** STATED TASK **
Reproduce all entries verbatim, with nothing added or dropped.

━━ SOURCE DATA

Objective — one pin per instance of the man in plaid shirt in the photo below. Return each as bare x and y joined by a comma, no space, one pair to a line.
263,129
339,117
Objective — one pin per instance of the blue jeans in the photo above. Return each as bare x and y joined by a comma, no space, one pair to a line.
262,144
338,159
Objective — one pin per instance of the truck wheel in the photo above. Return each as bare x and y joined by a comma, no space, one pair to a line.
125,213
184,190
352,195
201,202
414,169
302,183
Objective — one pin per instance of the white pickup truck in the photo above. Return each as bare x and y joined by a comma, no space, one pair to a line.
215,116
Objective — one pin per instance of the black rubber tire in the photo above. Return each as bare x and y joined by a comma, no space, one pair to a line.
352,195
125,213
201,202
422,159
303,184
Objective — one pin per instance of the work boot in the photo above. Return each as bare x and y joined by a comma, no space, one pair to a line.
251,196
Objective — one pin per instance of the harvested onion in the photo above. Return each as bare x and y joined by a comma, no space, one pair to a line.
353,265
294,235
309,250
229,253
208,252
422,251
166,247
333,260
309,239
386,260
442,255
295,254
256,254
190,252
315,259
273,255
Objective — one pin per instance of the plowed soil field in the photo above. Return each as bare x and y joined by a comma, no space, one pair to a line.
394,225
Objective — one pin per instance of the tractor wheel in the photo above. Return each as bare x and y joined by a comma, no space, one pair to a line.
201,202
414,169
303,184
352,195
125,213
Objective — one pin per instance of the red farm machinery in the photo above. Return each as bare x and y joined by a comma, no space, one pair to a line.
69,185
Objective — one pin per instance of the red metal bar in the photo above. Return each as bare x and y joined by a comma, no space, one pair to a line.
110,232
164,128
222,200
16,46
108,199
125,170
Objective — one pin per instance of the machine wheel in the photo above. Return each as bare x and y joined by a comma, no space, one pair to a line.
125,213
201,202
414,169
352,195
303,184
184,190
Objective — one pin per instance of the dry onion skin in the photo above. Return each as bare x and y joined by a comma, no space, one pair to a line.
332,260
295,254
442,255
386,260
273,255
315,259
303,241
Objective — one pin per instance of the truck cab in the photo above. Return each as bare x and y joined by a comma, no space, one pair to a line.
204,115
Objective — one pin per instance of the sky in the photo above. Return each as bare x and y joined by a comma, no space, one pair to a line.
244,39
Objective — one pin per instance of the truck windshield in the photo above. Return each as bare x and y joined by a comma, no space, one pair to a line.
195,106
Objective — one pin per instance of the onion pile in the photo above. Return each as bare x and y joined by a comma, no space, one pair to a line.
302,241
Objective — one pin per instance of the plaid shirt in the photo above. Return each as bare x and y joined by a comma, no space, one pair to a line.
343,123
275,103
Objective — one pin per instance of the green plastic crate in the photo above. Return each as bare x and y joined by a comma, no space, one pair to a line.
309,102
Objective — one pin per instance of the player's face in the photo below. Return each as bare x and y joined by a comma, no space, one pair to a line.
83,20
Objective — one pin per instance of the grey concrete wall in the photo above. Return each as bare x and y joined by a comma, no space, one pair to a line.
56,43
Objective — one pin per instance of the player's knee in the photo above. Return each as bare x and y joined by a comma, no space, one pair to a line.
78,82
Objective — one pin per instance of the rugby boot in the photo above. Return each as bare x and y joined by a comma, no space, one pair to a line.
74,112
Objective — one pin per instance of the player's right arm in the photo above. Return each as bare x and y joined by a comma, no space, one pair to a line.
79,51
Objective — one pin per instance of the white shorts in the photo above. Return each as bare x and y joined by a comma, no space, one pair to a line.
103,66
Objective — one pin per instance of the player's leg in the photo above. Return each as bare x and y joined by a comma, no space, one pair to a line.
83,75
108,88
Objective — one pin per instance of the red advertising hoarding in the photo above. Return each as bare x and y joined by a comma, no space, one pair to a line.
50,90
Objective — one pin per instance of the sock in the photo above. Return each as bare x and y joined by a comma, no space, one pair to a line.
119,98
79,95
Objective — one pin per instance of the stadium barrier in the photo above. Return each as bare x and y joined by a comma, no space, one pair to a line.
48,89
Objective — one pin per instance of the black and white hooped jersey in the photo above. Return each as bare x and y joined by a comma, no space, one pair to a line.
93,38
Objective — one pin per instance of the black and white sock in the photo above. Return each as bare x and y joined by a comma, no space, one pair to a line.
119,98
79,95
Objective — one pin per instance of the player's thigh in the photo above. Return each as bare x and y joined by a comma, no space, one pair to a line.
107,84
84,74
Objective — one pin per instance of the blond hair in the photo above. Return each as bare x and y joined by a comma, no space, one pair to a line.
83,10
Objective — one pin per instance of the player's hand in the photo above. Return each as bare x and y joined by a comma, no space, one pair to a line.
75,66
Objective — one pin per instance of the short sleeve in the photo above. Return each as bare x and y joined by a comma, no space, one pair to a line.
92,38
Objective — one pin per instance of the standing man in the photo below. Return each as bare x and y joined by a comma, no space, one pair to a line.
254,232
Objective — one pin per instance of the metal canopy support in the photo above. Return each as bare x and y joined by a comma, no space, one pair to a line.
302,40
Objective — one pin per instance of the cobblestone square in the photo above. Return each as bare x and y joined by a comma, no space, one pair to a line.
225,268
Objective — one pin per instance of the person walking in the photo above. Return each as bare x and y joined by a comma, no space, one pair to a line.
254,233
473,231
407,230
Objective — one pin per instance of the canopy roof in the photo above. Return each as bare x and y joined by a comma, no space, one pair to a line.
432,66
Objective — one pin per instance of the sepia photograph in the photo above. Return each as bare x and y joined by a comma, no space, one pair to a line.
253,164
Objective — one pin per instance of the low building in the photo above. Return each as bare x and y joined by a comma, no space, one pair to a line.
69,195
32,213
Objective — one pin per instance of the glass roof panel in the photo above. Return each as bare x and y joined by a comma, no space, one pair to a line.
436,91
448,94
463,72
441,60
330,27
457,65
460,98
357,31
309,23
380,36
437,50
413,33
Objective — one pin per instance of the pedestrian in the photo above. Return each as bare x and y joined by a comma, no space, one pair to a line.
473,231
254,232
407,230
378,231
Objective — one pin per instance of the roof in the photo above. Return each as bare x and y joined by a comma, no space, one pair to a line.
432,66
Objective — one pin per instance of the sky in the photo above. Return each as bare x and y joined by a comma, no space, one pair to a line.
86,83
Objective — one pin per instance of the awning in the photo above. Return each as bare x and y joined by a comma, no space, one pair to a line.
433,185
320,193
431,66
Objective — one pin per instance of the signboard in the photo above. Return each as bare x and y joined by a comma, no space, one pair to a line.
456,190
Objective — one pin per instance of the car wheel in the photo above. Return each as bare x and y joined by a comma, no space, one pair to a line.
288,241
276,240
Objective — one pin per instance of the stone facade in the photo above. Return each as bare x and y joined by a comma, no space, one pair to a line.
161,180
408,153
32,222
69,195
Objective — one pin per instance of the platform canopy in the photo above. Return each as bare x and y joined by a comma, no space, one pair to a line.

━━━━

** SOLUTION TO THE PROBLEM **
Objective — one pin per instance of the man in plaid shirt in the photo below. Return each as bare x and y joined by a comma, no space, one pair to a line.
263,129
339,117
Objective — one pin per instance of the blue jeans in the photo above. Return each as bare x and y joined by a comma, no space, one pair to a line.
262,144
338,159
Objective — one pin per instance of the truck wheel in the photo above. Return each as bare x and y joined by a comma, no space, one pair to a line.
125,213
184,190
352,195
201,202
414,169
302,183
Objective — one pin per instance of the white pickup truck in the photo above. Return each as bare x and y joined by a comma, no space, one pair to a line.
215,116
Objective — one pin per instance of the black rubber tire in the photo above. Return each as bare x and y joined by a comma, no space, one pair to a line.
352,195
125,213
201,202
422,159
303,184
Objective — one pin per instance of the work boot in the photo above. Return each as bare x and y joined by a comma, no space, one pair to a line.
251,196
Objective — one pin per instance of the harvested onion in the photo above. Return each as bare x and y joined by a comma, no space, one pair to a line.
353,265
294,235
309,250
229,253
208,252
422,251
166,247
333,260
309,239
386,260
442,255
295,254
256,254
190,252
315,259
273,255
Objective — one pin per instance of the plowed soil field in the photo above. Return each as bare x and y joined by a comma, no space, one pair to a line.
394,225
Objective — one pin per instance of the tractor wheel in the photo above. Return each as bare x and y joined by a comma, no space, one pair to a line.
201,202
414,169
303,184
352,195
125,213
Objective — one pin per instance of the red farm machinery in the photo above. Return each as bare x and y joined by a comma, no space, one pair to a line.
69,185
Objective — one pin per instance of the red metal bar in the photo above. Return each as bare x and y joined by a comma, no space, one pair to a line.
110,232
164,128
222,200
16,46
108,199
125,170
Objective — one pin per instance of the machine wheel in the photo above. Return each as bare x and y joined by a comma, no space, one pair to a line.
125,213
201,202
414,169
352,195
303,184
184,190
Objective — one pin per instance of the dry onion skin in the photo above. Return each as bare x and y joined by a comma, no space, one pair to a line.
332,260
295,254
442,255
386,260
273,255
315,259
303,241
Objective — one pin per instance of the truck cab in the photo above. Return each as bare x and y joined by a comma, no space, one pair to a line.
204,115
Objective — one pin per instance of the sky in the photo above. Return each as bare x and y joined by a comma, no space, one pair to a line.
244,39
Objective — one pin per instance of the truck windshield in the photo above. Return each as bare x and y joined by a comma, no space, one pair to a line.
195,106
Objective — one pin per instance of the onion pile in the photo above. Return each as bare x and y joined by a comma, no space, one pair to a line.
302,241
Objective — one pin per instance of the plaid shirt in the photo above. Return each as bare x and y joined by a comma, no space, one pair to a line.
343,123
275,103
Objective — one pin per instance of the green plastic crate in the photo above. Return each as bare x and y joined by a comma, no space, one pair to a line.
309,102
Objective — one pin per instance of the player's face in the photo below. Return each as bare x and y joined by a comma, no space, one pair to a line.
83,20
Objective — one pin per instance of the grey concrete wall in the photo above. Return each as bare x and y joined by a comma, no space, one pair to a line.
56,43
Objective — one pin per instance of the player's knee in the photo above. Return each as bare x and y joined by a comma, no space, one pair to a line.
78,82
Objective — one pin per instance of the rugby boot in the photo above. Return each as bare x and y joined by a comma, no space, one pair to a line.
74,112
Objective — one pin per instance of the player's right arm in the photo above. Return each as bare x and y joined by a comma, no space, one pair to a line.
79,51
Objective — one pin per instance of the white shorts in the photo above. Return each as bare x and y joined by a comma, no space, one pair to a line.
103,66
Objective — one pin per instance of the player's leg in the photo above. Return each as bare x and y joined by a comma, no space, one pair to a line.
83,75
108,88
Objective — one pin per instance of the red advertising hoarding in the photo above. Return each as bare x and y joined by a comma, no space, one pair to a line.
50,90
Objective — one pin per instance of the sock in the photo above. Return each as bare x and y joined by a comma, no space, one pair to a line.
119,98
79,95
Objective — one pin per instance of the stadium barrier in the photo above. Return each as bare x and y joined by a comma, no space, one pair to a line.
48,89
Objective — one pin per instance of the black and white hooped jersey in the photo above. Return each as bare x and y joined by a comma, no space, one pair to a line.
93,38
Objective — one pin per instance of the black and white sock in the photo above. Return each as bare x and y joined by a comma, no space, one pair to a line.
119,98
79,95
Objective — one pin per instance of the player's thigh in the photo above. Return each as bare x and y joined by a comma, no space, one pair to a line.
107,84
84,74
Objective — one pin per instance of the blond hair in the photo above. Return each as bare x and y joined by a comma, no space, one pair to a line.
83,10
Objective — one pin per instance of the player's hand in the photo above. Return each as bare x and y joined by a comma, no space, one pair to a line.
75,66
Objective — one pin per instance of the short sleeve in the photo above. Return each as bare x and y joined by a comma, no space, one pair to a line.
92,38
Objective — one pin per instance of the standing man in the photo below. Return each as bare x and y joined by a comma, no space, one pair to a line.
254,232
Objective — one pin per instance of the metal canopy support in the photo above. Return each as bare x and y joined by a comma, no space, one pair to a line.
302,40
Objective — one pin per instance of the cobblestone square in the photo above. Return each as bare x and y joined by a comma, no space, one pair to a line.
225,268
Objective — one pin per instance of the person walking in the photo above. Return each as bare x and y joined by a comma, no space, one pair to a line.
254,233
473,231
407,230
Objective — one pin per instance of the canopy roof in the photo above. Return each as bare x and y joined by a comma, no space, one pair to a line.
432,66
Objective — one pin per instance of the sepia photograph in the photo above. Return each as bare x and y joined by a comma, no space, one pair to a line.
253,164
Objective — one pin per instance of the low building in the photo above. Return each as bare x and y joined by a comma, no space, one pair to a line.
69,195
32,213
Objective — one pin per instance of the glass roof panel in the photo above. Return each as bare x and y joined by a comma, no space, one pair to a line.
436,91
448,94
463,72
441,60
330,27
457,65
460,98
357,31
309,23
380,36
437,50
413,33
Objective — one pin per instance of the pedestrian in the photo above. Return each as bare x and y joined by a comma, no space, one pair to a line.
473,231
254,232
407,230
378,231
Objective — one pin per instance of the roof in the photo above. Return each as bare x and y joined by a comma, no space, one pair to a line.
432,66
Objective — one pin per instance of the sky in the photo above. Return each as bare x and y joined by a comma, no space, one pair to a line.
86,83
Objective — one pin per instance of the awning in the photo above. Return each as bare x and y joined by a comma, no space, one pair to a line.
433,185
320,193
431,66
Objective — one pin per instance of the signboard in the photo above. Return each as bare x and y joined by a comma, no space, one pair to a line.
456,190
Objective — one pin per instance of the car wheel in the photo above. Return each as bare x and y joined by a comma, no space, one pair to a line.
288,241
276,240
Objective — one pin per instance of the stone facade in the photo above. Return each as bare x and y joined by a comma, no space, one pair to a line.
161,180
408,153
32,222
69,195
Objective — one pin per instance of the platform canopy in the photo above. Return each as bare x and y joined by a comma, no space, one pair to a line.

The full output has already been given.